Rotacja na stanowisku prezesa MESKO

Jednym z problemów, które mają prowadzić do kłopotów z uruchomieniem kluczowej dla polskiej zbrojeniówki fabryki z amunicją w Pionkach, jest dobór kadry kierowniczej. Zapowiedzi były bowiem szumne i MESKO miało być potęgą, ale jak dotąd plan się nie powiódł. Za to, jak informuje gazeta, odpowiadać miało aż siedmiu prezesów.

Rewolucja, która miała postawić zakład na nogi, zaczęła się w 2018 roku od wsadzenia na stanowisko Tomasza Stawińskiego, który miał ubolewać, że fabryka "sprzedaje wędki zamiast ryb".

Po nim było jeszcze wielu innych, w tym Andrzej Kensbok, absolwent filozofii z KUL.

Dziś zakładem zarządza Elżbieta Śreniawska, radna sejmiku województwa świętokrzyskiego z listy PiS, prezeska Miejskiego Przedsiębiorstwa Komunikacji w Kielcach i członkini Rady Nadzorczej Autosanu. Jak pisze "Newsweek", "o produkcji amunicji nie ma pojęcia", ale na jednym z wystąpień powiedziała, że "Nie trzeba być technologiem spożywczym, żeby zarządzać produkcją sera".

Tak Śreniawska utrzymuje się na stanowisku w sytuacji, która jak sama wskazuje, nie jest kolorowa. Podczas wystąpienia przed zakładową "Solidarnością" wprost powiedziała zresztą, że spółka ma "rozgrzebane dwa projekty" i jeżeli uda się je zrealizować – będą rozwojową szansą, a jeżeli nie – "ostatni będą gasić światło".

--

- _Do zrobienia_:
Odpowiedz krótko na pytania do tekstu o prezesach MESKO:
(a) W którym roku zaczęła się rewolucja w zakładzie?
(b) Jaki kierunek studiów ukończył Andrzej Kensbok i na jakiej uczelni?
(c) Ile „rozgrzebanych” projektów ma spółka według Elżbiety Śreniawskiej?

--

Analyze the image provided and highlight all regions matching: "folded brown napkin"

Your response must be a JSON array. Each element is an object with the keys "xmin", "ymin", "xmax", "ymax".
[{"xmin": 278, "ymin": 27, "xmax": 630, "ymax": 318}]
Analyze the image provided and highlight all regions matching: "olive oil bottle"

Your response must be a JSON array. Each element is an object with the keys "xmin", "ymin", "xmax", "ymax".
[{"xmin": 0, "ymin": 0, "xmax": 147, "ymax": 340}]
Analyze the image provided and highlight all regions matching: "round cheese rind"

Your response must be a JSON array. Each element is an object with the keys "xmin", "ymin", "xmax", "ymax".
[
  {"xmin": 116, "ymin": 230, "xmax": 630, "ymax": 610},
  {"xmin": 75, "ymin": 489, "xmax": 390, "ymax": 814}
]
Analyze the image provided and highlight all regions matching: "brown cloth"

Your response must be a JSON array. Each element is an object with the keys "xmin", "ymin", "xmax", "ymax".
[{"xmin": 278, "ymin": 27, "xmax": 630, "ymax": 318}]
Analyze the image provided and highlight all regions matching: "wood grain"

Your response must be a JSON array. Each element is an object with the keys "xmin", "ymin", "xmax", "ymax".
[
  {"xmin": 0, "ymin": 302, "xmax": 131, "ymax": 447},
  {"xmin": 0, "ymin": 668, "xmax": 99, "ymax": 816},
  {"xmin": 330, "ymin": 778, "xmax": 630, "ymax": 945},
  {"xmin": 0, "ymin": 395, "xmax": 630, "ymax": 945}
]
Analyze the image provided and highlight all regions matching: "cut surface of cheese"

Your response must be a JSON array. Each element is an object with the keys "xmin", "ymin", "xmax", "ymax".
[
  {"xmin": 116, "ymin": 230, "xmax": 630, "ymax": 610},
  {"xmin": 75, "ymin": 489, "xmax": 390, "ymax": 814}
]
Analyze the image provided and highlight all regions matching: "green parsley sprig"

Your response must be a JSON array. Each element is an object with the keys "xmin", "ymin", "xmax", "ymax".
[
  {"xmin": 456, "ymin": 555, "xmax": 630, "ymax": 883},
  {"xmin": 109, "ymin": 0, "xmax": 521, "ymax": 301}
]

--

- _Odpowiedź_:
(a) W 2018 roku.
(b) Filozofię na KUL.
(c) Dwa.